▶ [Page extract]:
☆ ☆ ☆ ☆
BPL exemption: Citizens who hold a valid Below Poverty Line card are entitled to file RTI applications free of charge with any public authority — Central or state — under Section 7(5) of the RTI Act. This exemption is in the parent Act and cannot be overridden by state rules. Attach a self-attested copy of your BPL card and cite Section 7(5) explicitly in your application.
Filing Fee and Portal for Punjab State RTIs
Punjab's state RTI rules, made under Section 28 of the RTI Act, govern the fees and procedural aspects of filing RTI applications with Punjab state public authorities.
Fee: Punjab's state rules specify the applicable fee. The Central Government fee is ₹10 under the RTI (Regulation of Fee and Cost) Rules, 2005, but for Punjab state bodies, the fee is governed by Punjab's own rules. Always verify the current fee on the official Punjab government website before filing — fee schedules can be revised and this guide cannot guarantee it reflects the latest notification.
Portal: Punjab has an online RTI portal for state government bodies. The URL for this portal should be verified directly on the official Punjab government website (punjab.gov.in or the state's dedicated RTI page) before filing. Portal infrastructure can change, domains can migrate, and always relying on a third-party source for portal links carries the risk of using an outdated address.
Postal filing: If you prefer to file by post or in person, RTI applications can be submitted by post (Speed Post or registered post is recommended to preserve proof of delivery) or delivered directly to the CPIO at the relevant office. The 30-day clock under Section 7(1) starts from the date the CPIO receives your application, not the date you send it, so prompt dispatch matters.
☆ ☆ ☆ ☆
▶ [Extracted records]:
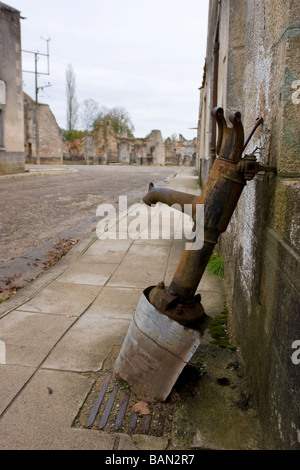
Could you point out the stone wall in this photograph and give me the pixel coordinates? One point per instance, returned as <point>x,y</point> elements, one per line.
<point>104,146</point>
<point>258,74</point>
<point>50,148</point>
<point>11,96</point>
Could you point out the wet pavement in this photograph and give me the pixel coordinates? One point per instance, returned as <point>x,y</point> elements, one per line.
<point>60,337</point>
☆ ☆ ☆ ☆
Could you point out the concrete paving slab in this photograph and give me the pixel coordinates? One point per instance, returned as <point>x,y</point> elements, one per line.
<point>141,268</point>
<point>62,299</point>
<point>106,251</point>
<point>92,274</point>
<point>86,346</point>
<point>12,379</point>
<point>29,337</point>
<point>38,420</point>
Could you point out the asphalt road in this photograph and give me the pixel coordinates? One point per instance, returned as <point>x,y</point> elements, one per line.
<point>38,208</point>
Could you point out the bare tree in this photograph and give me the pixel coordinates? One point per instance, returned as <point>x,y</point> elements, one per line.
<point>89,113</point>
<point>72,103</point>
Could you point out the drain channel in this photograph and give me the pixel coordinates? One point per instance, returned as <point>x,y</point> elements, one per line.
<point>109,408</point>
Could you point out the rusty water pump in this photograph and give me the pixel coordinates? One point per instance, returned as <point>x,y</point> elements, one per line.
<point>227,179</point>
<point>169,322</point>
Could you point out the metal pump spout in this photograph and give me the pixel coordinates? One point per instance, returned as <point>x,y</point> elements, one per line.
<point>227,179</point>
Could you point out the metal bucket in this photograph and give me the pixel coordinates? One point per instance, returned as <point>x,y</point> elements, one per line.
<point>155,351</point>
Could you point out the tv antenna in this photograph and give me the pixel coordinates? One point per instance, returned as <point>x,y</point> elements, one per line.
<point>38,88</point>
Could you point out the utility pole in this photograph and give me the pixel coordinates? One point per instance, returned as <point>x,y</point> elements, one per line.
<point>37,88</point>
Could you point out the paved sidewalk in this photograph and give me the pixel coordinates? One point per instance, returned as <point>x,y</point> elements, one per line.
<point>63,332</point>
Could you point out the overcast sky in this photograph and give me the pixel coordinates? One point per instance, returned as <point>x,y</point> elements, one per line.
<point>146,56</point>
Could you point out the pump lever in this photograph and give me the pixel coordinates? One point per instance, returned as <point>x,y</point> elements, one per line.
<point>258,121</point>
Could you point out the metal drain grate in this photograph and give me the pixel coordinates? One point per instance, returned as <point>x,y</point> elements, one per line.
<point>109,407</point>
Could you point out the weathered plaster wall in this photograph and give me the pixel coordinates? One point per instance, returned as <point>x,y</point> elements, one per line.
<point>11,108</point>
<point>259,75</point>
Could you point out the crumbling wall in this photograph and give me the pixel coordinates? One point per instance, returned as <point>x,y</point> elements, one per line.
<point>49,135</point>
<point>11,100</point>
☆ ☆ ☆ ☆
▶ [What to do]:
1/ Reproduce the RTI guide word for word, from "Fee: Punjab's state" up to and including "the latest notification.".
2/ Summarize the RTI guide in two sentences.
3/ Pick up the RTI guide after its final sentence and keep writing.
The lines have nothing to do with the RTI guide.

▶ [The answers]:
1/
Fee: Punjab's state rules specify the applicable fee. The Central Government fee is ₹10 under the RTI (Regulation of Fee and Cost) Rules, 2005, but for Punjab state bodies, the fee is governed by Punjab's own rules. Always verify the current fee on the official Punjab government website before filing — fee schedules can be revised and this guide cannot guarantee it reflects the latest notification.

2/ BPL cardholders can file RTI applications free under Section 7(5) of the RTI Act, while fees and procedures for Punjab state public authorities are governed by Punjab's own rules, and both the fee and the online portal address should be checked on the official Punjab government website before filing. Applications can also go by Speed Post, registered post or in person to the CPIO, and the 30-day clock starts when the CPIO receives the application.

3/
Punjab Land Records: The Fard Kendra System
Land records are one of the most frequent reasons Punjab residents file RTI applications. Punjab's land record system has its own specific terminology, a dedicated digitisation infrastructure through the Fard Kendra network, and a distinct set of documents that are worth understanding before you draft your application.
Key Documents in Punjab's Land Record System
Jamabandi (Record of Rights): The Jamabandi is the foundational ownership record in Punjab. It records each landowner's name, the extent of their holding, the nature of the land, the names of tenants or cultivators where the land is tenanted, and any encumbrances, charges, or liabilities on the land. The Patwari compiles and maintains the Jamabandi, and it is revised (rewritten) every four years incorporating all the mutations that have been sanctioned in the intervening period. The Jamabandi is the starting point for virtually any land ownership dispute or transaction in Punjab.
Girdawari (Seasonal Crop Inspection Register): The Girdawari is the crop inspection record maintained by the Patwari. It records the crop sown on each Khasra number (plot) in every agricultural season — Kharif (summer/monsoon crop, inspected around September-October) and Rabi (winter/spring crop, inspected around March-April). The Patwari conducts a physical inspection of fields twice a year and records the details in the Girdawari register. The Girdawari is essential for establishing agricultural use of land — it matters enormously for crop insurance (PMFBY) claims, bank loans against agricultural land, and eligibility for various agricultural schemes.
Intqal (Mutation Order): An Intqal is the formal order recording a change in the Jamabandi — a mutation. When land is sold, inherited, gifted, partitioned, or transferred through a court decree, the revenue office processes the change and issues an Intqal to record the new ownership in the official records. Mutations in Punjab are processed and sanctioned at the Kanungo and Naib Tehsildar level, and the sanctioned Intqal is then incorporated into the next Jamabandi revision by the Patwari.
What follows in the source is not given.